===== Raw data
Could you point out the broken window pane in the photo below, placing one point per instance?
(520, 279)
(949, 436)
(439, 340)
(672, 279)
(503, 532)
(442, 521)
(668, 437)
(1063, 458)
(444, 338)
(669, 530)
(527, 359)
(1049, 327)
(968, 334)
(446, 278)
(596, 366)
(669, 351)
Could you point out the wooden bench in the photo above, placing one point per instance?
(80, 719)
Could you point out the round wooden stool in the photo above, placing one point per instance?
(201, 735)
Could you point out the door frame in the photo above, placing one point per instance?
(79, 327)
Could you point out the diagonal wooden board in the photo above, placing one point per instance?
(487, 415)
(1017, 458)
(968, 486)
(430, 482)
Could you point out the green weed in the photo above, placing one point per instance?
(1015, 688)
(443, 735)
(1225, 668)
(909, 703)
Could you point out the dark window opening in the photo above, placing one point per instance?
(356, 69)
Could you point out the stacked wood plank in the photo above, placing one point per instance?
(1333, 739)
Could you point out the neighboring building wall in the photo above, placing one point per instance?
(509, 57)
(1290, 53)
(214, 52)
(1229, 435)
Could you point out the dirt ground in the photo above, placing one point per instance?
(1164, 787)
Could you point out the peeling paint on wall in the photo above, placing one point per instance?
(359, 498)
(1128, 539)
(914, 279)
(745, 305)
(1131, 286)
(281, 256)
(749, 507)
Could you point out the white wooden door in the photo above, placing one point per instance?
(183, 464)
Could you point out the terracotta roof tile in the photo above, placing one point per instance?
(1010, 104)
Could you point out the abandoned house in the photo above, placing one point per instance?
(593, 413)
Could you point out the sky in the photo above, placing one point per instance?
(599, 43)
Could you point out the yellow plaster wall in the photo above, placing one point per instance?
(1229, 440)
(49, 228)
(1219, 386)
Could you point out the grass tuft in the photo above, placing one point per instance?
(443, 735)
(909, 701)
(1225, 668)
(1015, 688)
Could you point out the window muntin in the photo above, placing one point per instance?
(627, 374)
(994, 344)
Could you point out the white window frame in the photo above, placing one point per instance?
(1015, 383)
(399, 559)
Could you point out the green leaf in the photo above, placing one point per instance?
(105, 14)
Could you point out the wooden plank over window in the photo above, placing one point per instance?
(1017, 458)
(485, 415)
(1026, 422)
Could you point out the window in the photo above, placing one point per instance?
==========
Exercise instructions >>
Include both ends. Return the line holding "Could you point out the dirt" and all lines after it in the records above, exactly as written.

Result >>
Could you point out the dirt ground in the photo above, placing one point per instance?
(1164, 787)
Could you point out the peeling paint on wall in the photo above, placing one point per instance?
(359, 498)
(1128, 539)
(914, 279)
(745, 305)
(1131, 286)
(281, 256)
(749, 507)
Could you point out the white wooden door in the photo above, placing one point per instance?
(183, 464)
Could you point out the terracotta roof tile in the photo above, placing one point per instance?
(1010, 104)
Could you point out the abandoned house in the photo above, placing one point per instance?
(593, 413)
Could you point out the sky in the photo above, placing one point per instance?
(599, 43)
Could you point out the yellow plaster wall in the photo above, placing one point per instance?
(1229, 440)
(49, 228)
(1219, 386)
Could you point out the grass tuft in the photo above, placing one point per instance?
(443, 735)
(909, 701)
(1225, 668)
(1015, 688)
Could you point out the window muntin in the photo above, placing one point per instance?
(627, 374)
(994, 344)
Could you point out the white window frame in the photo above, placing one point per instance?
(1015, 383)
(399, 559)
Could you point out the green leaf in the photo above, placing one point per instance?
(105, 14)
Could you point out the wooden plank over window in the photo above, placing one point per instance?
(1017, 458)
(485, 415)
(1026, 422)
Could you point out the window in the photo above, placing one point per instance?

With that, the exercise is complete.